### PROBLEM STATEMENT
Your task is to write out the complete listing exactly as it is shown.

### SOURCE MATERIAL
--- begin ---

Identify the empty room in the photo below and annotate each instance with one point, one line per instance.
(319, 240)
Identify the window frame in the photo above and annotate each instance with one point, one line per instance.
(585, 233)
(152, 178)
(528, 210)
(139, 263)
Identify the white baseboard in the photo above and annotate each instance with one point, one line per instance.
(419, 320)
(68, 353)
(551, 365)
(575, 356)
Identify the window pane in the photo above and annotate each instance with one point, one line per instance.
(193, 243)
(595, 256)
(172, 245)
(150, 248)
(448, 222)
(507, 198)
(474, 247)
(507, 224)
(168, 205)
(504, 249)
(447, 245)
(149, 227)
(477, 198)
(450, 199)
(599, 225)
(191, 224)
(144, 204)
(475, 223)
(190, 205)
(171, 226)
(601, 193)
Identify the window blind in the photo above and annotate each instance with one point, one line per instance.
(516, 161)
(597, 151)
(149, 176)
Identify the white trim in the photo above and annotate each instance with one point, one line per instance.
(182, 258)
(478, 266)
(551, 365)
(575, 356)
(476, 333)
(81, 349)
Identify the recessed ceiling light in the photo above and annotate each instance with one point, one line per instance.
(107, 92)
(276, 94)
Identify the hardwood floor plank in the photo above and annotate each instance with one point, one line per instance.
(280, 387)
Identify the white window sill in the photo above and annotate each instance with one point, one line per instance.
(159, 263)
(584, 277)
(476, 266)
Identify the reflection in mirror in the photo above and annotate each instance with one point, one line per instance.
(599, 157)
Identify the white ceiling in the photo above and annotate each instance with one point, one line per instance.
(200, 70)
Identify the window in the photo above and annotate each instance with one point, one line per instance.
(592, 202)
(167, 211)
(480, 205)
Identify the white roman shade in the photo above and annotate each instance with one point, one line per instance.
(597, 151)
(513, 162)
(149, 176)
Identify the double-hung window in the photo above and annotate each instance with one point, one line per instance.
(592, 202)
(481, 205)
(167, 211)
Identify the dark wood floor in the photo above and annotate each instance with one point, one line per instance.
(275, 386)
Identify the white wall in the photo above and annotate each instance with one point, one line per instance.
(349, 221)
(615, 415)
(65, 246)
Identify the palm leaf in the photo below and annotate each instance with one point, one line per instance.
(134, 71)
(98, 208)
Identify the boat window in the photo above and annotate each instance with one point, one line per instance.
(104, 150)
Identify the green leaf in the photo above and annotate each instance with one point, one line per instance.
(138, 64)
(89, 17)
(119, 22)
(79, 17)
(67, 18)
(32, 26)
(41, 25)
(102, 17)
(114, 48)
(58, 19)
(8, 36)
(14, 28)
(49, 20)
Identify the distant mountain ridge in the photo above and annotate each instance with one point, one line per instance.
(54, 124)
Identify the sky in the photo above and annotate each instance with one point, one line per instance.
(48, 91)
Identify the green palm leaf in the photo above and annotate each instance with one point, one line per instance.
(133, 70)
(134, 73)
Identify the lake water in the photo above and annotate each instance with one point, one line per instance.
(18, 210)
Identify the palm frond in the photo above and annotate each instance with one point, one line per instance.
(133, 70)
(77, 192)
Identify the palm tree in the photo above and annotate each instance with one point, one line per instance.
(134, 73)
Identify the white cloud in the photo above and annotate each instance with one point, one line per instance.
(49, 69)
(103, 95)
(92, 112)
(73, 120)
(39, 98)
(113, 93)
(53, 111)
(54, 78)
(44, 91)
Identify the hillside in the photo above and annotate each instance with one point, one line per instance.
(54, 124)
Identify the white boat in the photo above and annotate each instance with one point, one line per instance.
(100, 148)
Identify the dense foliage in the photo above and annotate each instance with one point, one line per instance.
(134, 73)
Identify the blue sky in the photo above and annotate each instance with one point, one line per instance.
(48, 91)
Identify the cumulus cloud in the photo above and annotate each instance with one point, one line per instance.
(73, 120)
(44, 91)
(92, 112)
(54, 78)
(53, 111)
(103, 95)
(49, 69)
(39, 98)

--- end ---

### EXERCISE SOLUTION
Identify the empty room in the photo below and annotate each instance with one point, one line per instance.
(319, 240)
Identify the window frame in the photo above and annotate each instance with one point, one line per instance.
(585, 233)
(152, 178)
(528, 210)
(139, 263)
Identify the white baseboard in the photo above and annotate each instance with one point, one line per instance.
(419, 320)
(68, 353)
(551, 365)
(575, 356)
Identify the window pane in the photo above and annotate each instance with one point, one line per instance.
(193, 243)
(595, 256)
(172, 245)
(150, 248)
(448, 222)
(507, 198)
(474, 247)
(507, 224)
(168, 205)
(504, 249)
(447, 245)
(149, 227)
(477, 198)
(450, 199)
(599, 225)
(191, 224)
(144, 204)
(475, 223)
(190, 205)
(171, 226)
(601, 193)
Identify the window blind in the photo above and annotate each instance with one point, one line per instance.
(516, 161)
(597, 151)
(149, 176)
Identify the white trim in the photo above and annotate each instance with one point, one line per instance.
(182, 258)
(478, 266)
(551, 365)
(575, 356)
(476, 333)
(81, 349)
Identify the recessed ceiling light in the photo above and annotate each instance with one point, one line per instance.
(107, 92)
(276, 94)
Identify the hardwood floor plank in the photo above and annotate each instance with one point, one line per instance.
(280, 387)
Identify the white window sill in the photo above and annotate each instance with one point, one line per instance.
(159, 263)
(584, 277)
(476, 266)
Identify the reflection in mirror in the photo above and annotate each instance with one point, one line per instance.
(599, 157)
Identify the white ceiling in the photo above and annotate each instance with one point, one line per instance.
(200, 70)
Identify the window in the photo above and annotate each instance with one point, one line per instance.
(592, 202)
(167, 211)
(480, 205)
Identify the white roman shade in the photo above and annotate each instance with one point, one line per instance.
(597, 151)
(513, 162)
(149, 176)
Identify the double-hung window in the photo above and annotate each instance with one point, one line per instance.
(592, 202)
(481, 205)
(167, 211)
Identify the dark wood floor in the photo above and annotate each instance with one point, one line per instance.
(275, 386)
Identify the white wall in the photo above and annotate each instance with one point, one line per instance.
(349, 221)
(615, 415)
(65, 246)
Identify the palm leaf in the photo below and annotate each instance with one point, one line per instance.
(134, 71)
(98, 208)
Identify the boat window in the photo above and annotate each instance with one point, one line per instance.
(104, 150)
Identify the green leaf in the photo above and annotate each instance with one point, one line per instance.
(138, 64)
(89, 17)
(119, 22)
(79, 17)
(67, 18)
(32, 26)
(41, 25)
(102, 17)
(114, 48)
(58, 19)
(8, 36)
(14, 28)
(49, 20)
Identify the distant mountain ridge in the photo above and annotate each instance with one point, one line per instance.
(54, 124)
Identify the sky in the photo above and annotate each instance with one point, one line per instance.
(48, 91)
Identify the green palm leaf in the photo above and annotate each instance with one point, one line per instance.
(133, 70)
(134, 73)
Identify the lake water in the photo above and annotate each instance with one point, one line per instance.
(18, 210)
Identify the palm frond in the photo above and annotate each instance with one point, one line per instance.
(133, 70)
(77, 192)
Identify the palm tree in the photo above and annotate each instance with one point, one line per instance.
(134, 73)
Identify the white cloud in the photo above and annotate each instance with one point, one line per instance.
(49, 69)
(103, 95)
(92, 112)
(73, 120)
(39, 98)
(113, 93)
(53, 111)
(54, 78)
(44, 91)
Identify the hillside in the photo above and annotate each instance with one point, one line per instance.
(54, 124)
Identify the white boat in the photo above and annotate each instance with one point, one line per instance.
(100, 148)
Identify the dense foliage in the photo above and annotate each instance with one point, one line per instance.
(134, 73)
Identify the blue sky in the photo above and annotate each instance with one point, one line per instance.
(48, 91)
Identify the cumulus cloud in the photo above and annotate each instance with one point, one line per instance.
(73, 120)
(44, 91)
(92, 112)
(54, 78)
(53, 111)
(103, 95)
(49, 69)
(39, 98)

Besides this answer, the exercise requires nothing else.